Copy each line of the following material exactly.
------------------------
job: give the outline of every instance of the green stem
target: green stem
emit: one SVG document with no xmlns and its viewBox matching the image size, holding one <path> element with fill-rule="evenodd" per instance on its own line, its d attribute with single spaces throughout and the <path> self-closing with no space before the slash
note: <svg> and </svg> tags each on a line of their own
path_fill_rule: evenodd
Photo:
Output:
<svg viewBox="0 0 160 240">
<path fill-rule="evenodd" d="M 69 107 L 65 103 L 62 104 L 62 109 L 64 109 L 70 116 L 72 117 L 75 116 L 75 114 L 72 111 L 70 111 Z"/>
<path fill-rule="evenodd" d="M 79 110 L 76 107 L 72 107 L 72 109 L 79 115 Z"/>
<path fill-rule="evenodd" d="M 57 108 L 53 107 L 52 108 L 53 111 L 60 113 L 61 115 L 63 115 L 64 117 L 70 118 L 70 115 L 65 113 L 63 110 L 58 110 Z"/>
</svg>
------------------------
Your response:
job: give the outline of every instance of the green stem
target: green stem
emit: one SVG document with no xmlns and its viewBox matching the image size, holding one <path> element with fill-rule="evenodd" per instance on its own line, its d attribute with single spaces throughout and the <path> self-closing with no space before the slash
note: <svg> and </svg> tags each on a line of their own
path_fill_rule: evenodd
Photo:
Output:
<svg viewBox="0 0 160 240">
<path fill-rule="evenodd" d="M 69 107 L 65 103 L 62 104 L 62 109 L 64 109 L 70 116 L 72 117 L 75 116 L 75 114 L 72 111 L 70 111 Z"/>
<path fill-rule="evenodd" d="M 79 110 L 76 107 L 72 107 L 72 109 L 79 115 Z"/>
<path fill-rule="evenodd" d="M 57 108 L 53 107 L 52 108 L 53 111 L 60 113 L 61 115 L 63 115 L 64 117 L 70 118 L 70 115 L 65 113 L 63 110 L 58 110 Z"/>
</svg>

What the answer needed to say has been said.